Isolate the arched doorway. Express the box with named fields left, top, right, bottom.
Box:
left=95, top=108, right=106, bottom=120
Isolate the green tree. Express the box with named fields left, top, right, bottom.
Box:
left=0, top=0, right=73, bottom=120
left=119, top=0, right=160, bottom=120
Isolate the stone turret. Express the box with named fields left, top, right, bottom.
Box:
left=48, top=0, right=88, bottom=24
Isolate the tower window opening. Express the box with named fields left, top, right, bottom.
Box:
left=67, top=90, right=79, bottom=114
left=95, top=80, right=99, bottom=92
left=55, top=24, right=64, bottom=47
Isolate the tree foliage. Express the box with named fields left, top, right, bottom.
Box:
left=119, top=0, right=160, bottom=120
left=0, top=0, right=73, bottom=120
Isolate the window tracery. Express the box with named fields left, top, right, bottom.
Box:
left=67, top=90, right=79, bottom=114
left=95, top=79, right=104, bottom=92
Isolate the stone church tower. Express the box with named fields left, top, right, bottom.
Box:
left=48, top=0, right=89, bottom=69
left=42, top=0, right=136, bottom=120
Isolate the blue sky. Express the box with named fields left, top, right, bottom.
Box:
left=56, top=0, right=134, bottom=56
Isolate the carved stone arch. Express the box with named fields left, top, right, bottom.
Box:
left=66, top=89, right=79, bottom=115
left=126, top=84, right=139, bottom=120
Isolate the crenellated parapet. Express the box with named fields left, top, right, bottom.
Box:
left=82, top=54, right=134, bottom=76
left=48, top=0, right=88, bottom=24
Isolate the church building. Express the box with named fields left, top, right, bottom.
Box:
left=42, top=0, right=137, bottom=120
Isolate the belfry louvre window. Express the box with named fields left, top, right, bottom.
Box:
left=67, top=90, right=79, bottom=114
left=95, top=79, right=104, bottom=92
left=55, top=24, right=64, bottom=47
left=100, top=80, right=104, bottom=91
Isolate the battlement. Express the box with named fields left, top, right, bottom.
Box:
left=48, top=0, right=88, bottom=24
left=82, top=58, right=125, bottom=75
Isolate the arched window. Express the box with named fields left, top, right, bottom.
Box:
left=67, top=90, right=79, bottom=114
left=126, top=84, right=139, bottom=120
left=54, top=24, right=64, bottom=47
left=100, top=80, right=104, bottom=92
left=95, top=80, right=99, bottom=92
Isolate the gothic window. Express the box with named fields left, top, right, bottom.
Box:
_ _ _ _ _ _ _
§ **Problem details**:
Reproduce every row above word for word.

§ **Task output**:
Isolate the arched doorway. Express the box with named fields left, top, right, bottom.
Box:
left=95, top=108, right=106, bottom=120
Isolate the green tree. Express the box with named fields left, top, right, bottom.
Box:
left=0, top=0, right=73, bottom=120
left=119, top=0, right=160, bottom=120
Isolate the stone turret. Express the box with named fields left, top, right, bottom.
Box:
left=48, top=0, right=88, bottom=24
Isolate the tower window opening. Express the box with named fields left, top, right, bottom.
Box:
left=67, top=90, right=79, bottom=114
left=95, top=80, right=99, bottom=92
left=55, top=24, right=64, bottom=47
Isolate the tree foliage. Express the box with named fields left, top, right, bottom.
Box:
left=119, top=0, right=160, bottom=120
left=0, top=0, right=73, bottom=120
Isolate the window tracery. Express the box with named fields left, top, right, bottom.
Box:
left=67, top=90, right=79, bottom=114
left=95, top=79, right=104, bottom=92
Isolate the stone church tower. Express the box with named fields left, top, right, bottom.
Box:
left=48, top=0, right=89, bottom=69
left=42, top=0, right=136, bottom=120
Isolate the blue sky. Express the box with named fields left, top, right, bottom.
Box:
left=56, top=0, right=134, bottom=56
Isolate the carved stone arch. Express the box with named fields left, top, right, bottom.
Box:
left=66, top=89, right=79, bottom=115
left=126, top=84, right=139, bottom=120
Isolate the crenellated parapet. Express the box with named fields left, top, right, bottom.
Box:
left=82, top=54, right=134, bottom=76
left=48, top=0, right=88, bottom=24
Isolate the church building. Express the box with named fields left, top, right, bottom.
Box:
left=42, top=0, right=137, bottom=120
Isolate the belfry louvre window. Express the box with named fields left, top, right, bottom.
Box:
left=67, top=90, right=79, bottom=114
left=95, top=79, right=104, bottom=92
left=55, top=24, right=64, bottom=47
left=100, top=80, right=104, bottom=91
Isolate the battlement. Express the box with named fields left, top, right, bottom.
Box:
left=48, top=0, right=88, bottom=24
left=82, top=58, right=125, bottom=75
Isolate the arched window. Express the box with named fields left, top, right, bottom.
Box:
left=67, top=90, right=79, bottom=114
left=126, top=84, right=139, bottom=120
left=54, top=24, right=64, bottom=47
left=100, top=80, right=104, bottom=92
left=95, top=80, right=99, bottom=92
Isolate the gothic window. Express the box with named fields left, top, right, bottom.
Box:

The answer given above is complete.